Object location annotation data
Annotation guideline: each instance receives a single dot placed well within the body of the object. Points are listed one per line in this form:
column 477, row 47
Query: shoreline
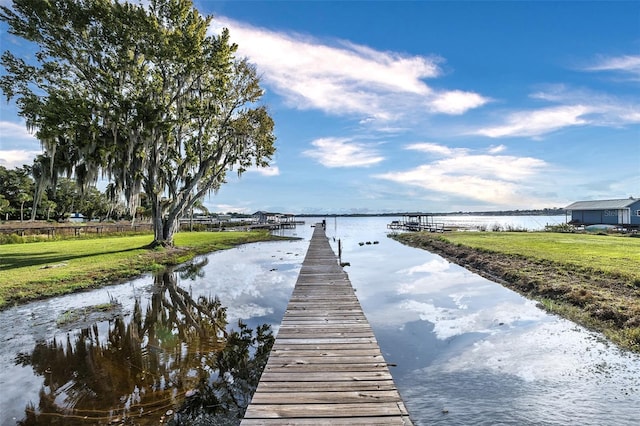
column 44, row 279
column 595, row 299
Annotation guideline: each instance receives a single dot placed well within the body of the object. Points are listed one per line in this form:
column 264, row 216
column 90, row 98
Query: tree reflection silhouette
column 177, row 364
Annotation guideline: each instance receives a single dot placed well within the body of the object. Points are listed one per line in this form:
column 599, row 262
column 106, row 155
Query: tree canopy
column 142, row 95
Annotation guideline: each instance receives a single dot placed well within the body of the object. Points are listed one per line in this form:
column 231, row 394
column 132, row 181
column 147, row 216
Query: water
column 466, row 350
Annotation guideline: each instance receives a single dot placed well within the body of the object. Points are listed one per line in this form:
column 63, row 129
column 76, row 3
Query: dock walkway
column 325, row 366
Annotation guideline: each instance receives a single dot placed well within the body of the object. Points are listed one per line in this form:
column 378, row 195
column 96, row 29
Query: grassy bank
column 593, row 280
column 44, row 269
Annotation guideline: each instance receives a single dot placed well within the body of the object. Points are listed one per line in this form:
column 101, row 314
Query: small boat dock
column 326, row 366
column 417, row 222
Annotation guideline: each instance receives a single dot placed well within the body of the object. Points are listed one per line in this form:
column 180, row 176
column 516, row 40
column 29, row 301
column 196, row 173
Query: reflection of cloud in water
column 435, row 276
column 246, row 311
column 432, row 266
column 556, row 350
column 450, row 322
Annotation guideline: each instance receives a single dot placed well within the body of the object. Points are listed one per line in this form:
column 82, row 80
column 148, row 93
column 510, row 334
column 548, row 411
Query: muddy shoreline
column 607, row 303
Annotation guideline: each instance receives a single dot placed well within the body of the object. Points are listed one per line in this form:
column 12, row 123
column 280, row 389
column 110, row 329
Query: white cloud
column 497, row 149
column 497, row 179
column 629, row 64
column 539, row 122
column 457, row 102
column 434, row 148
column 17, row 145
column 16, row 158
column 342, row 152
column 346, row 78
column 272, row 170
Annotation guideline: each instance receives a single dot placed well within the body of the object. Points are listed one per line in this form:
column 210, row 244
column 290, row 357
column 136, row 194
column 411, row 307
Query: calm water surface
column 467, row 350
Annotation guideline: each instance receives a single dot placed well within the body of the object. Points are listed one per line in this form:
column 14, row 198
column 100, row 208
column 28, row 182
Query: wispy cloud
column 345, row 78
column 17, row 145
column 627, row 64
column 16, row 158
column 493, row 179
column 272, row 170
column 538, row 122
column 343, row 152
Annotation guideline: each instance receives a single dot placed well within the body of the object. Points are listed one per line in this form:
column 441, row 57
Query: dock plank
column 325, row 366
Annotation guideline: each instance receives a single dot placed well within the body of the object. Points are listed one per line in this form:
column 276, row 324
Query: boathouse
column 624, row 212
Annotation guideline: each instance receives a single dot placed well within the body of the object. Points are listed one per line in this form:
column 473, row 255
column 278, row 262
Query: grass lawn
column 43, row 269
column 593, row 280
column 608, row 253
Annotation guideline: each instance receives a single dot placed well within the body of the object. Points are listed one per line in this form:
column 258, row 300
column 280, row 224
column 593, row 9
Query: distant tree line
column 23, row 198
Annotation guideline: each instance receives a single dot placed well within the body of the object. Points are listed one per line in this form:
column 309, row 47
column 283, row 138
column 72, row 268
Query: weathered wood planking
column 325, row 367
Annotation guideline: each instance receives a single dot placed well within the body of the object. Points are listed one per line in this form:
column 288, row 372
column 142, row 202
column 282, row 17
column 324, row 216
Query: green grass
column 608, row 253
column 593, row 280
column 44, row 269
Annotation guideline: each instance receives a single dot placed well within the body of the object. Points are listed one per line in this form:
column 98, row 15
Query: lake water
column 467, row 351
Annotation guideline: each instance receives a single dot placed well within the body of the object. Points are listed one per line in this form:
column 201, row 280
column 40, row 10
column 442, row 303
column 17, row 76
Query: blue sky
column 429, row 106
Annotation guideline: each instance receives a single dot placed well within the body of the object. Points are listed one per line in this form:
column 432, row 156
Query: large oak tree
column 139, row 94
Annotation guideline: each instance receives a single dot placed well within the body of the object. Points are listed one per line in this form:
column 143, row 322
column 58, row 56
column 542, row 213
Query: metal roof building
column 624, row 211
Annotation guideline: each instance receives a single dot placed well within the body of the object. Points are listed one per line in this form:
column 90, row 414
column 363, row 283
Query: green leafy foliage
column 140, row 94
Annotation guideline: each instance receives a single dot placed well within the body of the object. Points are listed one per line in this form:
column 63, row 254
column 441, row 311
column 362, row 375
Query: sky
column 431, row 106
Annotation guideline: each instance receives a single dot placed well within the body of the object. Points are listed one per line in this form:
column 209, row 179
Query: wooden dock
column 325, row 366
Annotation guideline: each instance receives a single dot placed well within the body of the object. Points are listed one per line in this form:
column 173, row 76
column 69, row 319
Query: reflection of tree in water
column 176, row 363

To do
Please output every line of the items above exactly as it appears, leaving out the pictures.

Exercise output
Annotation guideline: each instance receives a single dot placed well within the body of the object. Points are listed one per line in this form:
column 477, row 47
Query: shoreline
column 44, row 279
column 595, row 299
Annotation guideline: each instance receives a single dot placed well within the body of the object. Points are listed one per line in this form:
column 264, row 216
column 90, row 98
Query: tree reflection silhouette
column 177, row 364
Annotation guideline: each instance receives a single dot placed well within the body of the object. Points are listed one per line in this form:
column 599, row 262
column 106, row 155
Query: tree canopy
column 142, row 95
Annotation guideline: each instance receives a single dot placed well within the body of the object. Points are listed one per line in this form:
column 231, row 394
column 132, row 181
column 147, row 216
Query: water
column 466, row 350
Annotation guideline: each instance receives a single dot placed well within the body of the object. Points are listed one per line in this form:
column 63, row 129
column 76, row 3
Query: dock walkway
column 325, row 366
Annotation guideline: each instance receives a single dot placed well within the body of the object. Points are listed one per line in this form:
column 378, row 195
column 96, row 29
Query: grassy bank
column 593, row 280
column 44, row 269
Annotation guideline: each instance receives a single dot placed well within the body of the object. Points are listed one per line in this form:
column 101, row 314
Query: small boat dock
column 326, row 366
column 417, row 222
Annotation guideline: each instance receives a single dot placed well within the body of the object. Points are listed one per line in this form:
column 180, row 176
column 516, row 40
column 29, row 301
column 196, row 173
Query: reflection of cloud in water
column 435, row 276
column 246, row 311
column 432, row 266
column 556, row 350
column 450, row 322
Annotation guideline: each instance receives a single dot placed well within the body of the object. Points are listed one per line in this form:
column 82, row 80
column 148, row 93
column 510, row 334
column 548, row 411
Query: muddy shoreline
column 607, row 303
Annotation guideline: each instance receives a single dot placed well within the body of the object. Points are listed one per line in this form:
column 12, row 123
column 280, row 389
column 110, row 329
Query: white cloud
column 497, row 149
column 497, row 179
column 629, row 64
column 539, row 122
column 457, row 102
column 434, row 148
column 17, row 145
column 16, row 158
column 342, row 152
column 346, row 78
column 272, row 170
Annotation guideline: each instance receives a single dot placed well within the body of the object. Points are listed one per line in this form:
column 210, row 244
column 290, row 357
column 136, row 194
column 411, row 307
Query: calm water surface
column 467, row 350
Annotation guideline: each instance receives a single dot placed well within the body of the object. Points are listed one per line in this form:
column 14, row 198
column 100, row 208
column 28, row 182
Query: wispy cloud
column 345, row 78
column 17, row 145
column 627, row 64
column 16, row 158
column 493, row 179
column 272, row 170
column 538, row 122
column 343, row 152
Annotation guideline: each instance receives a single dot placed well within the body of the object. Points are listed one per line in this form:
column 441, row 57
Query: dock plank
column 325, row 366
Annotation guideline: each instance receives a single dot placed well within the body of the object. Points are listed one per line in this form:
column 276, row 324
Query: boathouse
column 624, row 212
Annotation guideline: each instance receives a single dot placed well within the body of the object. Points are listed one per line in this form:
column 473, row 255
column 278, row 262
Query: grass lawn
column 43, row 269
column 593, row 280
column 608, row 253
Annotation guideline: each instance receives a single dot placed well within the body of the object. Points are listed one per line in this form:
column 258, row 300
column 280, row 224
column 593, row 9
Query: distant tree line
column 23, row 198
Annotation guideline: each instance receives a single dot placed well within the body of the object. Points are listed one per line in this form:
column 309, row 47
column 283, row 138
column 72, row 268
Query: weathered wood planking
column 325, row 367
Annotation guideline: each instance receives a single dot placed well within the body of the object. Points are listed one per line in this form:
column 288, row 372
column 142, row 202
column 282, row 17
column 324, row 216
Query: green grass
column 608, row 253
column 593, row 280
column 44, row 269
Annotation guideline: each instance receives a single dot placed well within the body of the object. Points are listed one per line in this form:
column 98, row 15
Query: lake water
column 467, row 351
Annotation guideline: each instance receives a single dot placed well within the body of the object. Points are listed one per line in this form:
column 201, row 280
column 40, row 10
column 442, row 303
column 17, row 76
Query: blue sky
column 429, row 106
Annotation guideline: each instance receives a single dot placed well within the body of the object. Points are listed one per line in this form:
column 432, row 156
Query: large oak tree
column 139, row 94
Annotation guideline: each instance receives a single dot placed well within the body of the object. Points are listed one per line in this form:
column 143, row 322
column 58, row 56
column 542, row 213
Query: metal roof building
column 624, row 211
Annotation guideline: each instance receives a single dot placed well within the body of the object. Points are listed one per line in this form:
column 90, row 414
column 363, row 283
Query: green leafy foliage
column 140, row 94
Annotation guideline: each instance receives a single dot placed well within the body of the object. Points are listed one per line in this form:
column 63, row 254
column 441, row 311
column 362, row 375
Query: sky
column 431, row 106
Annotation guideline: each instance receives a single dot placed well within the body of the object. Points are listed one per line in this form:
column 209, row 179
Query: wooden dock
column 325, row 366
Annotation guideline: each instance receives a single dot placed well within the body of the object. Points are listed one per line in this form:
column 173, row 76
column 69, row 319
Query: reflection of tree in water
column 176, row 363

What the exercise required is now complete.